-- Exercise materials start --

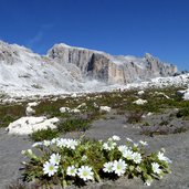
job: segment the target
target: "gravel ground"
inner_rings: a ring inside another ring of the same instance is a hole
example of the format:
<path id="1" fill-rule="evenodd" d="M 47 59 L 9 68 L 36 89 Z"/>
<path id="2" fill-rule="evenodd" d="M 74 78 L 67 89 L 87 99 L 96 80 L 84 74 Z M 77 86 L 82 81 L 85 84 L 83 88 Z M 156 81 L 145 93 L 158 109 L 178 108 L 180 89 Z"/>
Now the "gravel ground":
<path id="1" fill-rule="evenodd" d="M 122 178 L 116 182 L 105 182 L 88 185 L 84 188 L 91 189 L 189 189 L 189 132 L 181 134 L 170 134 L 161 136 L 143 136 L 139 134 L 140 127 L 127 125 L 124 116 L 115 116 L 108 119 L 96 120 L 85 133 L 86 137 L 102 139 L 112 135 L 119 135 L 125 140 L 126 137 L 138 141 L 146 140 L 149 144 L 148 150 L 156 151 L 166 149 L 166 155 L 172 160 L 172 174 L 166 175 L 161 180 L 154 181 L 151 187 L 146 187 L 138 179 Z M 81 134 L 72 133 L 65 137 L 78 137 Z M 31 148 L 31 141 L 25 136 L 10 136 L 4 128 L 0 129 L 0 189 L 15 181 L 21 175 L 21 161 L 24 158 L 21 150 Z M 75 187 L 70 187 L 75 188 Z"/>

-- Exercise materials end --

[Task to complete]:
Rewrite the records above, changing "gravel ground" to "loose gravel" wherever it appears and keeping everything else the same. Omit the pictures from your answer.

[Response]:
job: segment the target
target: "loose gravel"
inner_rings: a ring inside another ring of the same instance is a hole
example of the format:
<path id="1" fill-rule="evenodd" d="M 47 59 L 9 68 L 36 89 Z"/>
<path id="2" fill-rule="evenodd" d="M 74 78 L 67 89 L 87 99 L 96 80 L 84 74 Z M 77 86 L 82 81 L 85 84 L 83 88 Z M 156 81 L 145 93 L 158 109 L 178 108 L 180 89 Z"/>
Now the "loose gravel":
<path id="1" fill-rule="evenodd" d="M 122 178 L 116 182 L 105 182 L 88 185 L 84 188 L 91 189 L 189 189 L 189 132 L 181 134 L 170 134 L 161 136 L 143 136 L 139 134 L 140 127 L 127 125 L 124 116 L 115 116 L 108 119 L 96 120 L 85 133 L 86 137 L 102 139 L 112 135 L 119 135 L 125 140 L 126 137 L 138 141 L 146 140 L 149 144 L 148 150 L 156 151 L 166 149 L 166 155 L 172 160 L 172 174 L 166 175 L 161 180 L 154 181 L 151 187 L 146 187 L 138 179 Z M 81 134 L 72 133 L 65 137 L 78 137 Z M 31 148 L 31 141 L 25 136 L 10 136 L 4 128 L 0 129 L 0 189 L 15 181 L 21 175 L 21 161 L 24 158 L 21 150 Z M 75 187 L 70 187 L 75 188 Z"/>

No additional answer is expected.